» **Extracted text**
#####

4 hours ago, fairfarmhand said:

One thing that I have pointed out with my kids is that as a parent I allowed freedoms that apparently the kid wasn't ready for. So it's not only about trusting, it's also that the child was revealed to not have the maturity to handle that level of trust. 

We don't allow 4 year olds to administer their own medicine because they're so small that it would be foolish to trust them that way. In that case, it's less about trust than about common sense and allowing for maturity levels. 

Op, you trusted that your kids could handle x. They couldn't. Sometimes framing it in this way is not only about earning trust but also practicing the developmental skills to manage certain impulses. 

My ds can't manage electronic time at almost 14. I still help him manage this because he feels terrible and acts terrible when too many screens have been used. And I frame it less as trust, but more as "Until you are better at managing this, I'll help you." It kinda parallels the graduated drivers license system that my state uses.

Of course, this discussion doesn't work for every situation, but I thought I would throw that out there because it's been pretty useful for many situations in my house. 

We have had nearly the exact convo here IRT screen time. It isn't exactly analogous to what has happened but there are parallels. We currently have restrictions in place because bad decision making has shown they are not at this time able to handle certain things. Hoping to avoid bigger and worse consequences.

#####

» **Provided data**
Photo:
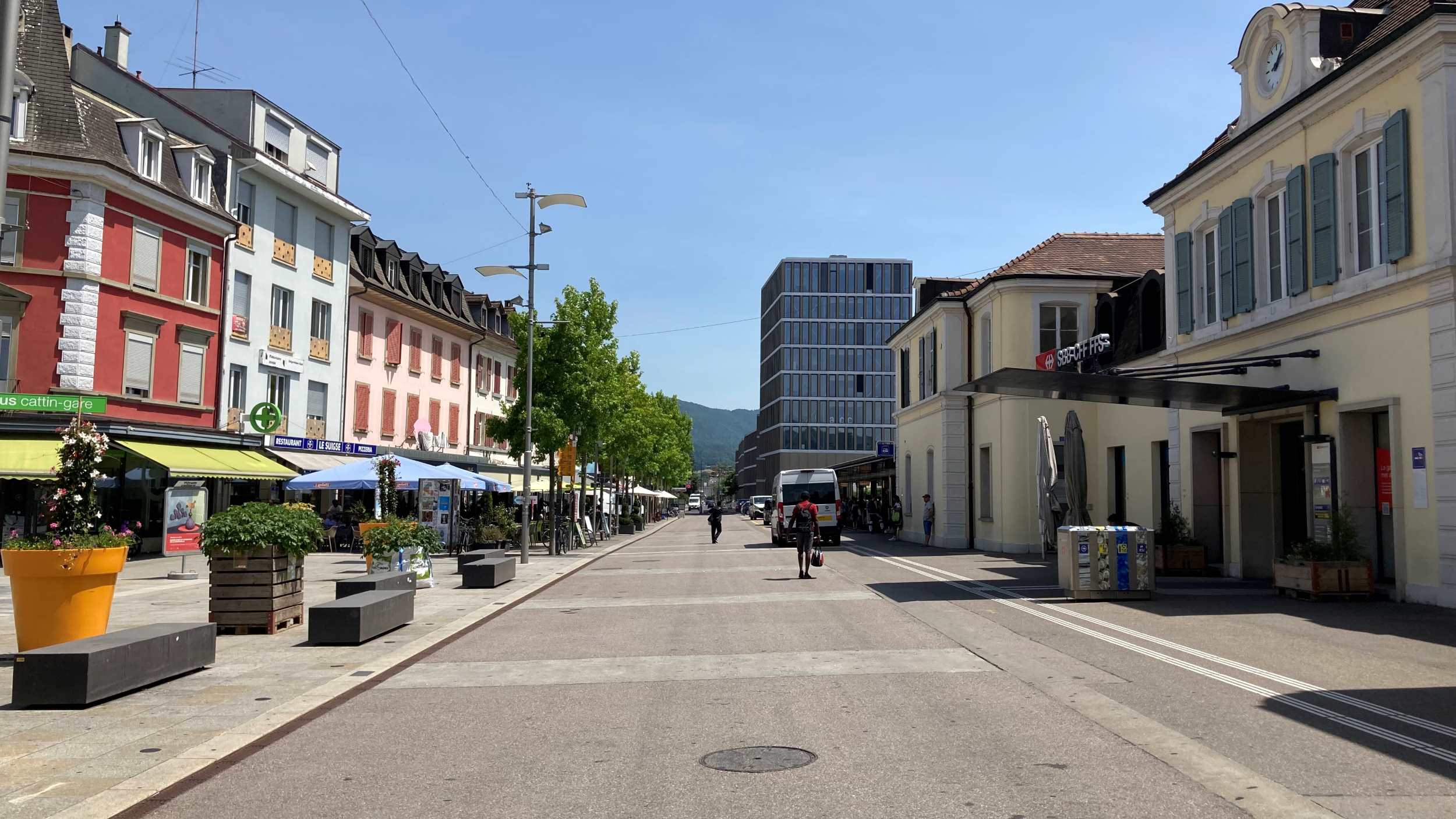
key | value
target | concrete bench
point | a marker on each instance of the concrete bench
(360, 619)
(88, 671)
(380, 582)
(488, 573)
(475, 556)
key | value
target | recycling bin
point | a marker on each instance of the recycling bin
(1105, 563)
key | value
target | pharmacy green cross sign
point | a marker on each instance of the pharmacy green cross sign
(266, 417)
(24, 403)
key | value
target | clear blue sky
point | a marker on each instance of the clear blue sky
(714, 139)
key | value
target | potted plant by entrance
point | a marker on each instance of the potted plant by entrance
(63, 580)
(1320, 569)
(255, 564)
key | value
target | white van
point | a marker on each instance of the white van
(823, 489)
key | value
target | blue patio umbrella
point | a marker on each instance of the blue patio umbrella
(360, 475)
(471, 481)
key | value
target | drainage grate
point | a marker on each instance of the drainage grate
(759, 760)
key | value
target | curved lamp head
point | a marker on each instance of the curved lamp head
(499, 270)
(561, 199)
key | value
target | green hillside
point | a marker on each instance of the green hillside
(717, 432)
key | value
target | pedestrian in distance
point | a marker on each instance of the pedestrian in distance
(715, 521)
(928, 518)
(805, 528)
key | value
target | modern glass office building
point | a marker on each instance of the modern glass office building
(826, 376)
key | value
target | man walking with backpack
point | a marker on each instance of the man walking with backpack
(805, 527)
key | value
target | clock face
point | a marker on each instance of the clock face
(1271, 69)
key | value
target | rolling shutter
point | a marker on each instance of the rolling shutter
(1242, 256)
(146, 253)
(360, 407)
(1227, 263)
(1397, 182)
(1183, 262)
(139, 363)
(1323, 236)
(1295, 276)
(190, 375)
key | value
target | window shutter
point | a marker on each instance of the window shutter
(1227, 263)
(146, 251)
(190, 375)
(139, 363)
(1397, 184)
(386, 413)
(1323, 236)
(1295, 274)
(1183, 263)
(1244, 256)
(366, 336)
(360, 407)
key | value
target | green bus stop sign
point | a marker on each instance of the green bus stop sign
(266, 417)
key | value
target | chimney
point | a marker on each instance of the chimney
(117, 43)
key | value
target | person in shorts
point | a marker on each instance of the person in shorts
(804, 521)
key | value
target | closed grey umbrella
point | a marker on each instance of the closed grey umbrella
(1076, 471)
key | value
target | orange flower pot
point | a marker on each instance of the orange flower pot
(62, 595)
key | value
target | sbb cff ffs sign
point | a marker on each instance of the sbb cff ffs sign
(1079, 352)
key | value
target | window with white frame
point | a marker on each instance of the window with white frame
(194, 288)
(1369, 203)
(202, 179)
(1058, 327)
(1209, 279)
(1276, 259)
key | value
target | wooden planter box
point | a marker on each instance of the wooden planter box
(1324, 579)
(261, 594)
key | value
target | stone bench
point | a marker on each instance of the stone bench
(475, 556)
(86, 671)
(379, 582)
(488, 573)
(360, 619)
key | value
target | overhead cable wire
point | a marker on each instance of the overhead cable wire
(439, 118)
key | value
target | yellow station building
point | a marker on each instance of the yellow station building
(1308, 262)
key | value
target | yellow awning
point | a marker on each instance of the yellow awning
(30, 460)
(187, 461)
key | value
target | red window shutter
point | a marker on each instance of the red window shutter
(392, 341)
(386, 413)
(366, 334)
(411, 413)
(360, 407)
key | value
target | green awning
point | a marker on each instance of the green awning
(187, 461)
(30, 458)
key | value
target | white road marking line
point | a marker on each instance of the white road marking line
(1273, 677)
(1270, 694)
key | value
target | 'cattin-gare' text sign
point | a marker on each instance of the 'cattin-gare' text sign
(25, 403)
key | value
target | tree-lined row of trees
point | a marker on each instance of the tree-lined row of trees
(589, 394)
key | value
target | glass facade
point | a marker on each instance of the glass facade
(826, 376)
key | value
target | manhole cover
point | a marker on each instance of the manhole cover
(759, 760)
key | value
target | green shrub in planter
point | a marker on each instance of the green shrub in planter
(251, 528)
(380, 542)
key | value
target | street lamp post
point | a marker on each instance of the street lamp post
(546, 200)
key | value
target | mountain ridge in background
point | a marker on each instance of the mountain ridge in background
(717, 432)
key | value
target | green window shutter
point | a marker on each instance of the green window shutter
(1397, 187)
(1324, 248)
(1242, 256)
(1295, 274)
(1227, 264)
(1183, 256)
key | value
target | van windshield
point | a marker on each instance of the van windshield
(820, 495)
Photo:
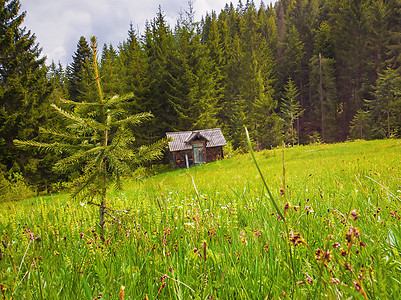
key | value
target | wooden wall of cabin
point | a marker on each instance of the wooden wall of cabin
(214, 153)
(179, 158)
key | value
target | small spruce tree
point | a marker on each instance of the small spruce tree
(98, 141)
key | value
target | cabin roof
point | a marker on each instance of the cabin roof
(182, 140)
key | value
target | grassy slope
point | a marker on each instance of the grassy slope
(231, 222)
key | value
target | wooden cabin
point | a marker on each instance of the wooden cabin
(191, 148)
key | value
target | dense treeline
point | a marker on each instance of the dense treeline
(298, 71)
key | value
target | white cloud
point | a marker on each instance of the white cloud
(58, 24)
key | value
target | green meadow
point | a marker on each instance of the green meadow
(212, 232)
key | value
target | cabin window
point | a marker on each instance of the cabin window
(199, 153)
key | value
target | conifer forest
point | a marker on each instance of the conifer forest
(296, 71)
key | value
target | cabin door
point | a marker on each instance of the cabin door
(199, 153)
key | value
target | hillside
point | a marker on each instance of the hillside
(211, 233)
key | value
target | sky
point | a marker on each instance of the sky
(58, 24)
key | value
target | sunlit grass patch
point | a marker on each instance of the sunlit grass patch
(163, 240)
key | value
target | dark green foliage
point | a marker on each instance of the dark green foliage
(230, 70)
(78, 72)
(386, 104)
(97, 142)
(23, 92)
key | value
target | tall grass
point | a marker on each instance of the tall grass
(211, 232)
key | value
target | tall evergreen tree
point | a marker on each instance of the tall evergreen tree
(98, 143)
(79, 71)
(23, 89)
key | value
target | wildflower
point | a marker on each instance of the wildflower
(122, 293)
(356, 285)
(336, 245)
(354, 215)
(308, 209)
(318, 253)
(286, 207)
(296, 238)
(347, 267)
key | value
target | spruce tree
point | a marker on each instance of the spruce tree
(79, 70)
(23, 89)
(98, 142)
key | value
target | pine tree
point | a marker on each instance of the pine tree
(160, 54)
(97, 142)
(109, 71)
(23, 89)
(79, 71)
(290, 109)
(385, 107)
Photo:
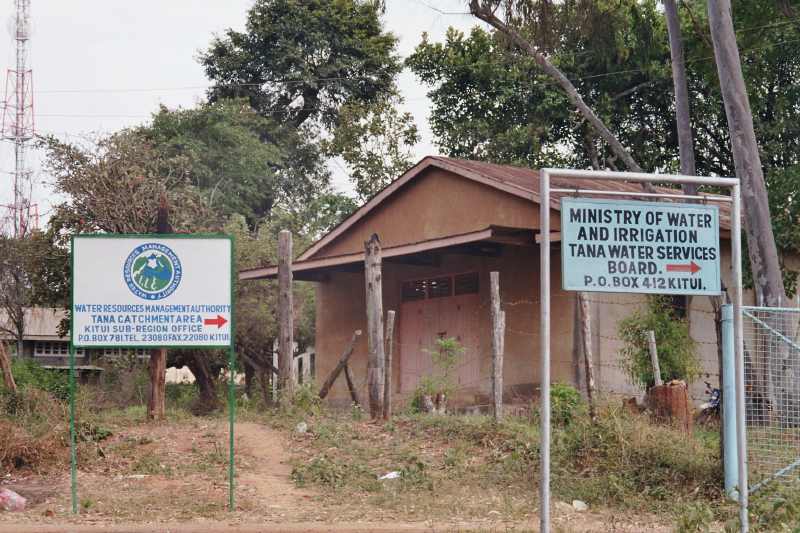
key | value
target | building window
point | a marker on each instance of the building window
(440, 287)
(466, 283)
(116, 353)
(55, 349)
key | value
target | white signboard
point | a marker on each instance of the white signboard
(644, 247)
(152, 291)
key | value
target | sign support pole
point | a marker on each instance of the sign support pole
(73, 452)
(544, 379)
(544, 288)
(741, 436)
(231, 419)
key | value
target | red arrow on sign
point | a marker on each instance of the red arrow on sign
(691, 267)
(219, 321)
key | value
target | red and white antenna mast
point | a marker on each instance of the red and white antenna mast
(18, 125)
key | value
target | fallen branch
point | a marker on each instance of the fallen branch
(326, 387)
(349, 378)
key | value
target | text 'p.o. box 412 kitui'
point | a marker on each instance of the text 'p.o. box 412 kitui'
(644, 247)
(152, 291)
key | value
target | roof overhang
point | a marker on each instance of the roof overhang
(493, 234)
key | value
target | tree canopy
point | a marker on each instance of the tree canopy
(491, 101)
(301, 60)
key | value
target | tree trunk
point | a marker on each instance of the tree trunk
(5, 367)
(157, 399)
(206, 384)
(588, 359)
(758, 228)
(486, 13)
(680, 86)
(377, 357)
(763, 254)
(387, 384)
(498, 344)
(285, 318)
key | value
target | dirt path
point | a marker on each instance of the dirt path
(266, 473)
(192, 495)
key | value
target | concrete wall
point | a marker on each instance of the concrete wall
(341, 310)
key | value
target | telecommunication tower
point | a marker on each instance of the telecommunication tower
(18, 124)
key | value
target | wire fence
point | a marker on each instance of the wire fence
(772, 400)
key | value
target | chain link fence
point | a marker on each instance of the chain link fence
(772, 394)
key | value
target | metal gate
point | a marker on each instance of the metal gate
(772, 395)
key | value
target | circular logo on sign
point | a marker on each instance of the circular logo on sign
(152, 271)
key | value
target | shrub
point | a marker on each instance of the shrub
(29, 374)
(677, 355)
(444, 356)
(565, 403)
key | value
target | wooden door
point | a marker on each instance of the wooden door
(422, 322)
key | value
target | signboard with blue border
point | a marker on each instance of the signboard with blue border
(159, 291)
(641, 247)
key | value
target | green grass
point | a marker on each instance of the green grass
(459, 465)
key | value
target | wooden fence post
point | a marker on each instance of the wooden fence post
(651, 342)
(157, 401)
(5, 366)
(387, 384)
(285, 318)
(588, 359)
(498, 344)
(377, 356)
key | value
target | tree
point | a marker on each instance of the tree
(114, 184)
(375, 141)
(492, 100)
(764, 262)
(299, 61)
(527, 10)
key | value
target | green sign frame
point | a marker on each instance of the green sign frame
(231, 351)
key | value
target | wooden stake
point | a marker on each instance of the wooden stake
(350, 386)
(326, 387)
(651, 342)
(377, 356)
(387, 384)
(285, 318)
(588, 359)
(498, 344)
(5, 366)
(157, 401)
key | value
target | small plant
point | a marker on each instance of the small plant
(695, 518)
(565, 403)
(307, 400)
(432, 392)
(356, 412)
(677, 351)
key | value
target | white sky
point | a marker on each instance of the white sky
(101, 65)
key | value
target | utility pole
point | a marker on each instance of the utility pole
(18, 122)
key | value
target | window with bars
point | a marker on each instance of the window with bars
(440, 287)
(115, 353)
(54, 349)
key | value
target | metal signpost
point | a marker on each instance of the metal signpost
(643, 247)
(152, 291)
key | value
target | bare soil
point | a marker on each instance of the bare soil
(172, 477)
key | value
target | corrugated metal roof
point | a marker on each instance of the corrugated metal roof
(41, 323)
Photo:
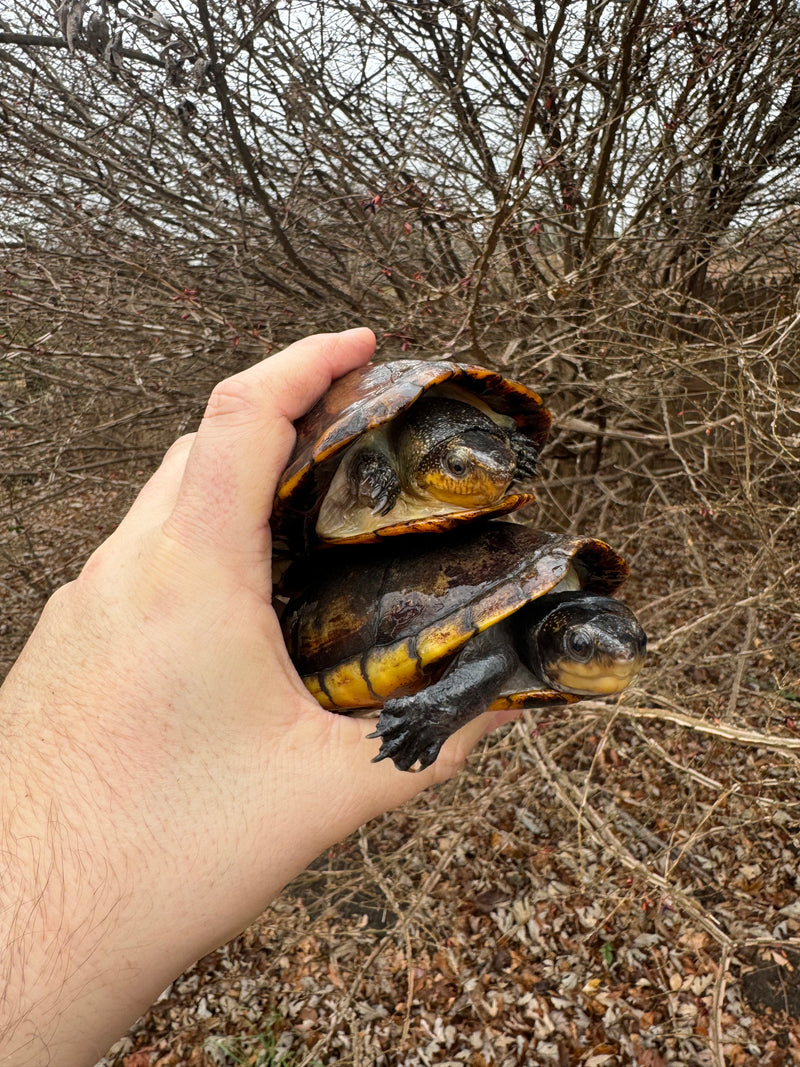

#####

» **Work instructions**
In the forum post about parenting and trust, what system does the quoted poster say their approach to managing screen time parallels?

» **Exercise result**
The graduated drivers license system that the poster's state uses.